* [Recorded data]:
════════

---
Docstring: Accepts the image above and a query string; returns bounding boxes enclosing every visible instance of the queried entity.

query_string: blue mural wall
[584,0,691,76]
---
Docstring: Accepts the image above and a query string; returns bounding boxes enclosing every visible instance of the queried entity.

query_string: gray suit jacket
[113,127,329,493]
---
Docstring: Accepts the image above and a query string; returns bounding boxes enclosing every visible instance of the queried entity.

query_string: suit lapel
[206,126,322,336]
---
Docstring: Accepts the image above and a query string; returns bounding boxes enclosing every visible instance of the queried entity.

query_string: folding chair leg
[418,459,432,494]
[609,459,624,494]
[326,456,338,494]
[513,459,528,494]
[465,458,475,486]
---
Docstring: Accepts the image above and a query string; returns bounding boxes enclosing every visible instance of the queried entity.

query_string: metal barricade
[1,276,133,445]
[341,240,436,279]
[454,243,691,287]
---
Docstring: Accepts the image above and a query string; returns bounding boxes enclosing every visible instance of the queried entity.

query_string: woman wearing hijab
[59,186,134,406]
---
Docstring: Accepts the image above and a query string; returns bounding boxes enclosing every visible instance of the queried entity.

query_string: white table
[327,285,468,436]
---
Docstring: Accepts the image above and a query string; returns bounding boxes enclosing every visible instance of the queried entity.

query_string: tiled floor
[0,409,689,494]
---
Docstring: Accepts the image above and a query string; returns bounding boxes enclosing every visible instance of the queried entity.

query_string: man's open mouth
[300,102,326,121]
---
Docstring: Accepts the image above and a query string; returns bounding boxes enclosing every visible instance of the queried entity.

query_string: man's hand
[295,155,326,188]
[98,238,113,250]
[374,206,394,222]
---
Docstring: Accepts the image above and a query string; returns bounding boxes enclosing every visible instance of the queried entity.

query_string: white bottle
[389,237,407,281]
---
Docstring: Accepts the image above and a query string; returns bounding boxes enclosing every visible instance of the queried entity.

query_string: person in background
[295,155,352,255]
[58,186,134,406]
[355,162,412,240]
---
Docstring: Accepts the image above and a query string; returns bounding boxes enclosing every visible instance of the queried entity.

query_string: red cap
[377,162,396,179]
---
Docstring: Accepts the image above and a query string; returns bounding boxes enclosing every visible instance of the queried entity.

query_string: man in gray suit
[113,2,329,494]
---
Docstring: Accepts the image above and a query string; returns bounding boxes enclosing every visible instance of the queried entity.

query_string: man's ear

════════

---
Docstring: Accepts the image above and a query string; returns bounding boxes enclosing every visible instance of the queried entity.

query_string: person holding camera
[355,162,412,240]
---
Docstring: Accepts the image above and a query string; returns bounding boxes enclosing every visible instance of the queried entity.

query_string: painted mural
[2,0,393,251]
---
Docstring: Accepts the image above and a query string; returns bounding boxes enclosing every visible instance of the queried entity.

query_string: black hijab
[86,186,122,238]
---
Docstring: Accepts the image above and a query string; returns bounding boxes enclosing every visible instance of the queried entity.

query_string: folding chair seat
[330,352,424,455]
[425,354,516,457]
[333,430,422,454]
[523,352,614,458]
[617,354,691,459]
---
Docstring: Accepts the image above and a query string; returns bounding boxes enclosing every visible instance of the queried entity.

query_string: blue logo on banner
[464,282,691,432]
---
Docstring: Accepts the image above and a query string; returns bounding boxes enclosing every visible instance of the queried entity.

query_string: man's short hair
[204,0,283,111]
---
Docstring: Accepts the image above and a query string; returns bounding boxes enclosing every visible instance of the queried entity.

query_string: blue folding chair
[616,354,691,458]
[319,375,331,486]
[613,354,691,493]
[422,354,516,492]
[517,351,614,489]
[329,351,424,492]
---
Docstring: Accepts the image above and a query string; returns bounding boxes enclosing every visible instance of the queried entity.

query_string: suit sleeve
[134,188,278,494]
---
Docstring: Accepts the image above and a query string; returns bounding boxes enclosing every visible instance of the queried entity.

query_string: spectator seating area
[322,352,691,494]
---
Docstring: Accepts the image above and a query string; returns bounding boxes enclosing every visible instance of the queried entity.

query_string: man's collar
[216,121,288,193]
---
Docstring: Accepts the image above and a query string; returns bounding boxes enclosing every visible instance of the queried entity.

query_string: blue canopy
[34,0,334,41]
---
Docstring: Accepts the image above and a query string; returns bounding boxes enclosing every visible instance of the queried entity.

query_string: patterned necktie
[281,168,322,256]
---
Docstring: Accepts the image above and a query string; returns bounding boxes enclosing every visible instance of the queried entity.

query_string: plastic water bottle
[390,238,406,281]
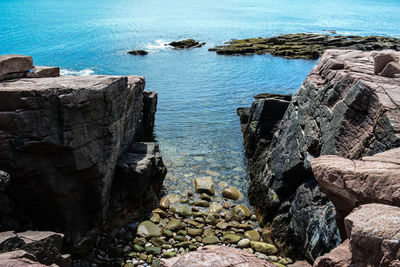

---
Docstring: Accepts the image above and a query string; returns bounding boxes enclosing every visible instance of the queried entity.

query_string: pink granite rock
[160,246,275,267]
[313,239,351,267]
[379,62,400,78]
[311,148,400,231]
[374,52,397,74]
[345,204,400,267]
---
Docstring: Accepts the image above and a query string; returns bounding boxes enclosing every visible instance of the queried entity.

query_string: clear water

════════

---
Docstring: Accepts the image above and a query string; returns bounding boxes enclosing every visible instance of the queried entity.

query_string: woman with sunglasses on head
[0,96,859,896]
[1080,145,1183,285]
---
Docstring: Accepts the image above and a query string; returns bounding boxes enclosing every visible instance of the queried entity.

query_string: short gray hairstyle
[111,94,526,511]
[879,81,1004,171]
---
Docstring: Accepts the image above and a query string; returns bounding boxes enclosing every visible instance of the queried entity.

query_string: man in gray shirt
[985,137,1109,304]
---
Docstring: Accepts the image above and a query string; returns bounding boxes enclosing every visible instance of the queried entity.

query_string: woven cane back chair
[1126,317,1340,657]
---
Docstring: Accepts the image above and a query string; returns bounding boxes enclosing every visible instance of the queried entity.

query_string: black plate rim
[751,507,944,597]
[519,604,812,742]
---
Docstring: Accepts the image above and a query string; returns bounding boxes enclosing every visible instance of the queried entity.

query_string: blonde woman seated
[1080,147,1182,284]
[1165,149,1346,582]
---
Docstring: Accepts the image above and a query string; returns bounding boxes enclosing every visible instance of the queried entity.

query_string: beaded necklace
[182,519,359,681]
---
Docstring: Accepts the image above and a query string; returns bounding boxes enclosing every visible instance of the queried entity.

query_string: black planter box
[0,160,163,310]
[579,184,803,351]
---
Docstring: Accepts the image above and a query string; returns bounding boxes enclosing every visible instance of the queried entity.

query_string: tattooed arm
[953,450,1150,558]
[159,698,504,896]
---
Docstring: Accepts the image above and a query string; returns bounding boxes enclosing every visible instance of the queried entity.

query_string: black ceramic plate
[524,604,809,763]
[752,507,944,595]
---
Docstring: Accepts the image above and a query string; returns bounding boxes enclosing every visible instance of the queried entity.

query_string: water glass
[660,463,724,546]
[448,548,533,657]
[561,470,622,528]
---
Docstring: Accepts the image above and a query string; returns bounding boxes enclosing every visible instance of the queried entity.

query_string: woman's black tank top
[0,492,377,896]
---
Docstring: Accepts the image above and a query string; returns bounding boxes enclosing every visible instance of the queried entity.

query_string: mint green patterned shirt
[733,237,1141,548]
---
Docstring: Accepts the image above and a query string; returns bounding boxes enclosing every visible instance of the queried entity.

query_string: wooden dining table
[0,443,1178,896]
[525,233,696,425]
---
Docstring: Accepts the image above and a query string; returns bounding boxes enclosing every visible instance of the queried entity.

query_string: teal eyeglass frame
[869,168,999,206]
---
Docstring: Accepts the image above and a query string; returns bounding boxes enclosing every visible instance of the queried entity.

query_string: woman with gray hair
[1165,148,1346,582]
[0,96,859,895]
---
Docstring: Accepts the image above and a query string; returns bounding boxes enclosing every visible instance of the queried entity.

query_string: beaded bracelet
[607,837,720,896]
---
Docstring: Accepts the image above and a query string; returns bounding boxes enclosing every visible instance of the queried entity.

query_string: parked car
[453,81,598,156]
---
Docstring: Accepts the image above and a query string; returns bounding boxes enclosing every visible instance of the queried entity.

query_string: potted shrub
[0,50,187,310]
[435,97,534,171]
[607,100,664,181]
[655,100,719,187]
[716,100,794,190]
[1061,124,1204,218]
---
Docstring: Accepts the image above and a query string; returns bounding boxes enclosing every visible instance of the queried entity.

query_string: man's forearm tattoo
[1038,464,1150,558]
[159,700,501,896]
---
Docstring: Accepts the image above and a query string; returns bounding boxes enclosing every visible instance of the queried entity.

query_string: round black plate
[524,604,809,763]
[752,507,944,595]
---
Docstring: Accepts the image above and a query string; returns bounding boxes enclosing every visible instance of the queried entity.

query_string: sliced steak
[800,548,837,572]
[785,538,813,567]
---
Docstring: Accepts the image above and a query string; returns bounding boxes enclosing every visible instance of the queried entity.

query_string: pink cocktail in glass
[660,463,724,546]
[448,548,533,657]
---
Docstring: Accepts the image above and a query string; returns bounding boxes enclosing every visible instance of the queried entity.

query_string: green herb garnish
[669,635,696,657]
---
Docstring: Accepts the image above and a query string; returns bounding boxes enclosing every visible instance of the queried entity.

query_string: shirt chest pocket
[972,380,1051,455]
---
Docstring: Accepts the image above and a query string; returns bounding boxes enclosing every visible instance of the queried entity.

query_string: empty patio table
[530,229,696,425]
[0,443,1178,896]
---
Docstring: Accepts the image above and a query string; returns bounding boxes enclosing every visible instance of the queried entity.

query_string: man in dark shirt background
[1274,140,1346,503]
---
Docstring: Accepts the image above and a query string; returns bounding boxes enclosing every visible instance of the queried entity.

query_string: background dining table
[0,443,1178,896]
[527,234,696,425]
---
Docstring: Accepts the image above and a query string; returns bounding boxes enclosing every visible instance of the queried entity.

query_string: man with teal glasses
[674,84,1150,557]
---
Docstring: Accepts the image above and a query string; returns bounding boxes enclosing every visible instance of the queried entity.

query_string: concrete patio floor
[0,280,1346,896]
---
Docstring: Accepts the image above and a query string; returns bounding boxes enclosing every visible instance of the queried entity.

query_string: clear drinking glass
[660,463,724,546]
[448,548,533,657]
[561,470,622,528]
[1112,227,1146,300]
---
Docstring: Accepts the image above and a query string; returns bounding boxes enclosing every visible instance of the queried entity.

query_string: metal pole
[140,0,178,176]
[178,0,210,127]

════════

* [Given task]: Return each line from the recorded data that contains the string "background", treating uppercase and lowercase as different.

* [The solution]:
query_string: person in background
query_string: man in dark shirt background
query_string: background dining table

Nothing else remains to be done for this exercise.